Kopieren Sie sämtliche nachstehenden Einträge Zeile für Zeile, ohne etwas daran zu verändern.

━━━━

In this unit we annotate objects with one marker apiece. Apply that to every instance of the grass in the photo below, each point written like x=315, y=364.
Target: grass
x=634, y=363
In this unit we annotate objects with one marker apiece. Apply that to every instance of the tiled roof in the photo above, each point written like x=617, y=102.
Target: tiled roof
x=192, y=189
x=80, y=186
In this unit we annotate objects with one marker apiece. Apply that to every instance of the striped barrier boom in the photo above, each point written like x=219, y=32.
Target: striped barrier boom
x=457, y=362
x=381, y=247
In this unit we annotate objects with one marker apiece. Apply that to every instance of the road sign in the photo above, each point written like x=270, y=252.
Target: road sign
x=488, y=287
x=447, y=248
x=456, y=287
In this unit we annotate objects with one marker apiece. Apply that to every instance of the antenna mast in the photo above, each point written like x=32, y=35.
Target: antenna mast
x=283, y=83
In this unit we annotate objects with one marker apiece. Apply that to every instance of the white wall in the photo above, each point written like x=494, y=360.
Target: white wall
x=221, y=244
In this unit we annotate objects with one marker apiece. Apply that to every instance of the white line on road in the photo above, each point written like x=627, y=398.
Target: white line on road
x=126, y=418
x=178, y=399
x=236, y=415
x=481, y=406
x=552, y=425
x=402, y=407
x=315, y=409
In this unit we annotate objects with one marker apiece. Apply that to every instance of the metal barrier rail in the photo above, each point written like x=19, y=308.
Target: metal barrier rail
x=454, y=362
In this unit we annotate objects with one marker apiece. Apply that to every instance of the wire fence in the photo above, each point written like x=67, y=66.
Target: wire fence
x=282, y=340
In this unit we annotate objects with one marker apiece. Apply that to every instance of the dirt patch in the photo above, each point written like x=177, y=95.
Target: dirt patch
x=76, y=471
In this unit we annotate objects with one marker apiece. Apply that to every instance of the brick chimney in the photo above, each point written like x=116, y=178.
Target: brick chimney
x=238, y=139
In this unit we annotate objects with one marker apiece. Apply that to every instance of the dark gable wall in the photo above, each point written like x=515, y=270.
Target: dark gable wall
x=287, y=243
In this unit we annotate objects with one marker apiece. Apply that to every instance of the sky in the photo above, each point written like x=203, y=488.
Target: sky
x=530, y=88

━━━━

# LÖSUNG DER AUFGABE
In this unit we annotate objects with one marker apiece. Apply that to every instance of the grass in the photo below, each point written like x=315, y=364.
Target: grass
x=634, y=363
In this unit we annotate objects with one marker apiece. Apply that to every instance of the tiled roof in the photo above, each point written like x=617, y=102.
Target: tiled roof
x=192, y=189
x=80, y=186
In this unit we annotate objects with one marker apiece. Apply that to every instance of the striped barrier boom in the photo above, each point written like x=219, y=32.
Target: striped barrier boom
x=457, y=362
x=381, y=247
In this unit we annotate objects with one marker apiece. Apply that to every instance of the road sign in the photo above, each point written like x=270, y=252.
Target: road sign
x=488, y=287
x=447, y=248
x=456, y=287
In this unit we annotate objects with one marker apiece. Apply that to every instance of the antenna mast in the photo above, each point written like x=32, y=35.
Target: antenna mast
x=283, y=83
In this unit we annotate objects with one marker apiece. Apply that to every instance of the white wall in the photo above, each point written like x=494, y=360.
Target: white wall
x=221, y=244
In this unit we annotate objects with one marker apiece. Apply that to every instance of the white line on road in the photo above, each point written like x=627, y=398.
Target: white line on road
x=126, y=418
x=178, y=399
x=236, y=415
x=481, y=406
x=552, y=425
x=402, y=407
x=315, y=409
In this unit we annotate objects with one marker apiece. Apply that to every instance of the metal barrier rail in the photo above, each point written like x=19, y=308.
Target: metal barrier rail
x=454, y=362
In this unit we annotate objects with one marker apiece. Apply that to every instance of the wire fence in the photo above, each point written like x=67, y=66.
Target: wire fence
x=282, y=340
In this unit we annotate objects with one marker apiece. Apply that to every instance of the dirt patch in the photo above, each point written like x=177, y=95.
Target: dirt patch
x=76, y=471
In this unit we annotate objects with one marker apiece. Apply that to every instance of the brick chimney in the photo above, each point written like x=116, y=178.
Target: brick chimney
x=238, y=139
In this unit we annotate objects with one marker apiece. Apply that to every instance of the dark gable wall in the photo above, each point written like x=515, y=270.
Target: dark gable wall
x=287, y=243
In this unit we annotate objects with one marker apiece. Apply that to every instance of the sky in the photo above, each point written like x=203, y=488.
Target: sky
x=530, y=88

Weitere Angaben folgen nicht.